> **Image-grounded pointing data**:
%%
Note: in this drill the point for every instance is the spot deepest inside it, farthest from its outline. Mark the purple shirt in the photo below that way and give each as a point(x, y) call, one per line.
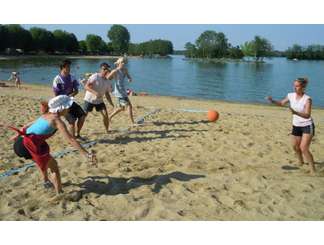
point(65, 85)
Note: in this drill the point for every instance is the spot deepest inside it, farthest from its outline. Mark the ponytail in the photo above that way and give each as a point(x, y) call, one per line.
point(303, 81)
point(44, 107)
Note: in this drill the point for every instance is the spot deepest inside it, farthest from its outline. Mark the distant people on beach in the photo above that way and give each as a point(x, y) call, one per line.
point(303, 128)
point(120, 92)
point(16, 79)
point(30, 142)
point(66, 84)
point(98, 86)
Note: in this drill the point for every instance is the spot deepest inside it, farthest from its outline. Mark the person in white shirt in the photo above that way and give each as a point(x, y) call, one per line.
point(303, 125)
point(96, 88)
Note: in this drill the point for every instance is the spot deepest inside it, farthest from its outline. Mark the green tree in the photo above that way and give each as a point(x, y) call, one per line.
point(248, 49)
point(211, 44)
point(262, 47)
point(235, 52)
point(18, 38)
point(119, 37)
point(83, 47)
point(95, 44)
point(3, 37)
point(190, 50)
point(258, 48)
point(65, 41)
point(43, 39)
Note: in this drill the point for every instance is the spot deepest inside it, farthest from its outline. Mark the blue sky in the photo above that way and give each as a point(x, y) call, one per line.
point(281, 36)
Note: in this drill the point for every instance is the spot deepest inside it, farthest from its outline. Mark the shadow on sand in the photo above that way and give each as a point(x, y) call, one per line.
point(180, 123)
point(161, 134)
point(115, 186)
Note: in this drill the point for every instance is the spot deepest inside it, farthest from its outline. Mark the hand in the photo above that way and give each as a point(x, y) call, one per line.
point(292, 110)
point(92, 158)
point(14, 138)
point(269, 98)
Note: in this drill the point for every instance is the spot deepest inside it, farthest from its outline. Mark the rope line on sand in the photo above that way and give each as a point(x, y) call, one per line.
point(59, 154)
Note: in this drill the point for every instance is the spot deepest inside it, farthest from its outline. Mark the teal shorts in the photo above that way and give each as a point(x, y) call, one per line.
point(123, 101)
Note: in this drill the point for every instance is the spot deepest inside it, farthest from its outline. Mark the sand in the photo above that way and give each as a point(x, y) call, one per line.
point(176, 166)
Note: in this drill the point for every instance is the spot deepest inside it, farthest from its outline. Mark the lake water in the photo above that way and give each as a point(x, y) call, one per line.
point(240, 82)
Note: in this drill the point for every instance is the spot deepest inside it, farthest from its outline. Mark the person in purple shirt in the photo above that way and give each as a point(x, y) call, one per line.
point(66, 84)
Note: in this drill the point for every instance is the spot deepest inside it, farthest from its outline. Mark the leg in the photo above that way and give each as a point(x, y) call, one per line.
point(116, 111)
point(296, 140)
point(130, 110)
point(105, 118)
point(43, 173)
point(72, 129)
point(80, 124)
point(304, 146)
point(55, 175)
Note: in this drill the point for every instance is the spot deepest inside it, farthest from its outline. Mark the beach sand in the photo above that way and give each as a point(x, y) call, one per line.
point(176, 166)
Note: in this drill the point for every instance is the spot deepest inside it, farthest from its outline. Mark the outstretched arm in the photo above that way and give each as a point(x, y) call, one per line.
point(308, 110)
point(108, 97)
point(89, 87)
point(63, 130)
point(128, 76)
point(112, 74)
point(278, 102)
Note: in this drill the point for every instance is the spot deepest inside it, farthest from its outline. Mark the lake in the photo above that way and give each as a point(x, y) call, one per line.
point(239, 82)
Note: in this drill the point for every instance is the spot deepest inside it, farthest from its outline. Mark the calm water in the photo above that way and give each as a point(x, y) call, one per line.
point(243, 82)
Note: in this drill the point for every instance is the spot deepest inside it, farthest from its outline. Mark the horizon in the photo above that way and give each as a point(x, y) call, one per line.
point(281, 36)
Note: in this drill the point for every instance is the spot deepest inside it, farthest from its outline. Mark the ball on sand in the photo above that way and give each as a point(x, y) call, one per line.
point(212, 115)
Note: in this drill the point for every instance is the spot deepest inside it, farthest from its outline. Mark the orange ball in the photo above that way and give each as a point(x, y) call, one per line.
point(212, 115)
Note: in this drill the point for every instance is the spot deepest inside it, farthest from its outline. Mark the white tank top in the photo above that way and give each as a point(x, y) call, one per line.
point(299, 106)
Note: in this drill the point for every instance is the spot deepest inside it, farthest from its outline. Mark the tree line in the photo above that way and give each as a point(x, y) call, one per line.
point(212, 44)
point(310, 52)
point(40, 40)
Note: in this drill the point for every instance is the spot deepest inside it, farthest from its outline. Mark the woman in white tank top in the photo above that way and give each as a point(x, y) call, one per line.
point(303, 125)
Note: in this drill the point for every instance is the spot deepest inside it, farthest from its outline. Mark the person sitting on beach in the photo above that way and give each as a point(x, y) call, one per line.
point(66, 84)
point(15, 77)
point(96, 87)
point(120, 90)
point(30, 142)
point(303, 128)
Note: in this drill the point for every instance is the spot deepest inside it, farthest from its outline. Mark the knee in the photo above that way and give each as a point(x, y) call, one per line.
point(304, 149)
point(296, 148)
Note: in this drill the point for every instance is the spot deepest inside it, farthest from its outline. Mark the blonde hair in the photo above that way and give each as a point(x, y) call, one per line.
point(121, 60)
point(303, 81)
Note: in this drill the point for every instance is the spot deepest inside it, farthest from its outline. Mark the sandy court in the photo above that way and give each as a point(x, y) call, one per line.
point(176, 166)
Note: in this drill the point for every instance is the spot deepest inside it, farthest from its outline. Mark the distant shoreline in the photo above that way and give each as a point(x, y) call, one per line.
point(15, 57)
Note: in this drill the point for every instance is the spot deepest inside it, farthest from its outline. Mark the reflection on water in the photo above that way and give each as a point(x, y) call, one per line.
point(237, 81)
%%
> **TASK BRIEF**: Each record above is to be returned unchanged, while any picture it holds stays out.

> **OUTPUT OF THE EXERCISE**:
Note: in this drill the point for every instance is the spot deepest inside it, farthest from its outline. Mark the purple shirt in the photo below that way and give each as a point(x, y) call, one per line.
point(65, 85)
Note: in this drill the point for every instance is the spot deepest inside it, farthest from its outline. Mark the ponytail in the photo above that way and give each as a point(x, y) call, one per line.
point(303, 81)
point(44, 107)
Note: in this drill the point for every instance is the spot deepest inside it, farthest from its outline. Mark the distant people on beach in the photo above that way and give each as a point(x, y) call, one per line.
point(303, 128)
point(120, 92)
point(16, 79)
point(30, 142)
point(66, 84)
point(98, 86)
Note: in this drill the point for every instance is the spot deepest inside it, farthest from its outline. Mark the person in white shirt in the photo above that way and give each as a point(x, y) call, one per line.
point(303, 125)
point(96, 88)
Note: in this drill the point for every instance is the spot deepest inside it, farthest from its outline. Mark the green tree in the photo above that way and give each as a point(x, y) call, one per line.
point(248, 49)
point(211, 44)
point(262, 47)
point(235, 52)
point(18, 38)
point(119, 37)
point(83, 47)
point(95, 44)
point(3, 37)
point(190, 50)
point(258, 48)
point(65, 41)
point(43, 39)
Note: in this drill the point for every instance is the spot deepest inside it, farthest from its outline. Mark the blue sky in the photo above that way and give each as a point(x, y) call, one per line.
point(281, 36)
Note: in this drill the point for every instance is the spot deepest inside it, farthest from its outline. Mark the shadow on sand in the photo above that way and give each as a point(x, y) call, one per line.
point(180, 123)
point(161, 134)
point(115, 186)
Note: in this drill the point for every instance is the spot deepest inside it, farthest from its outline. Mark the hand in the photo above that way and give each as a point(x, y) call, one per line.
point(292, 110)
point(92, 158)
point(14, 138)
point(269, 98)
Note: in this drill the point for every instance is the spot deepest inside it, farthest from its outline. Mark the rope line on sand in the photo above that way and give each as a point(x, y) call, one per line.
point(59, 154)
Note: in this drill the point for every instance is the spot deepest inside it, farthest from its outline. Mark the teal shorts in the photo above that way and give each as a point(x, y) call, one per line.
point(123, 101)
Note: in this drill the point for every instance is the spot deepest inside it, farthest from its outline. Mark the sand in the photo above that way and give each as a point(x, y) call, one per line.
point(176, 166)
Note: in this drill the point for every instance is the spot deepest inside it, farthest from its outline. Mark the lake water in the photo above that way and give each as a point(x, y) call, one per line.
point(240, 82)
Note: in this drill the point for every instance is the spot deepest inside it, farthest from its outline. Mark the person in purple shirt in the photo above that way and give each as a point(x, y) call, one per line.
point(66, 84)
Note: in this drill the point for every instance is the spot deepest inside it, farthest from its outline. Mark the leg in the photo above that way and give each as a point(x, y) call, one per line.
point(116, 111)
point(296, 140)
point(130, 110)
point(105, 118)
point(43, 173)
point(72, 129)
point(80, 124)
point(304, 146)
point(55, 175)
Note: in this drill the point for every instance is the spot deepest inside it, farthest from its outline. Mark the beach sand in the photo above that way and give each as a point(x, y) call, one per line.
point(176, 166)
Note: in this drill the point for every instance is the spot deepest inside it, farthest from its outline. Mark the outstretched arm in the photo above that way and give each as a point(x, y) call, one per line.
point(308, 110)
point(108, 97)
point(89, 87)
point(63, 130)
point(128, 76)
point(112, 74)
point(278, 102)
Note: in this drill the point for every instance is the spot deepest inside it, farthest from its outline. Mark the lake in the photo above that way and give each as a point(x, y) call, one per line.
point(239, 82)
Note: in this drill the point for every instance is the spot deepest inside it, farthest from its outline. Mark the calm water in the photo above that way and give each as a point(x, y) call, one per line.
point(243, 82)
Note: in this drill the point for every instance is the spot deepest inside it, farthest from its outline. Mark the horizon in the photo above that way and give each as a point(x, y) call, one per line.
point(281, 36)
Note: in this drill the point for every instance is the spot deepest inside it, farthest from its outline. Mark the ball on sand in the photo above that way and give each as a point(x, y) call, one per line.
point(212, 115)
Note: in this drill the point for every instance is the spot deepest inside it, farthest from its outline. Mark the orange ball in the photo above that way and give each as a point(x, y) call, one per line.
point(212, 115)
Note: in this drill the point for every instance is the spot deepest inside it, farthest from its outline. Mark the white tank top in the photo above that way and give each as a point(x, y) call, one per line.
point(299, 106)
Note: in this drill the point for every instance is the spot deepest inside it, farthest from its outline. Mark the tree line in the photo above that way and give each as a point(x, y) call, one per line.
point(212, 44)
point(310, 52)
point(40, 40)
Note: in this drill the point for every instance is the spot deepest inside it, farthest from its outline. Mark the woman in white tank top in the photo above that way and give each as a point(x, y) call, one per line.
point(303, 125)
Note: in this drill the point for every instance is the spot deepest inside it, farthest from its outline. Mark the person sitting on beach in the photo above that way and give each as a point(x, y) call, one per line.
point(66, 84)
point(15, 77)
point(96, 87)
point(120, 90)
point(30, 142)
point(303, 128)
Note: in this drill the point for every instance is the spot deepest inside it, farthest from its outline. Mark the knee in the photo above that way and give each as a point(x, y) call, one per line.
point(304, 149)
point(296, 148)
Note: in this drill the point for every instance is the spot deepest inside it, farthest from its outline. Mark the blonde hair in the photo above that way and give each as a point(x, y) call, one per line.
point(121, 60)
point(303, 81)
Note: in this drill the point for every instance is the spot deepest inside it, farthest from its outline. Mark the sandy court in the photo above that way and give each as a point(x, y) call, one per line.
point(176, 166)
Note: in this drill the point for every instance is the spot deepest inside it, farthest from its outline. Mark the distant shoreline in the photo above that way and give each as a point(x, y) call, one per line.
point(15, 57)
Note: in this drill the point for every instance is the spot deepest inside it, farthest from its outline. Mark the reflection on water in the photo above that way and give each as a point(x, y) call, one per line.
point(237, 81)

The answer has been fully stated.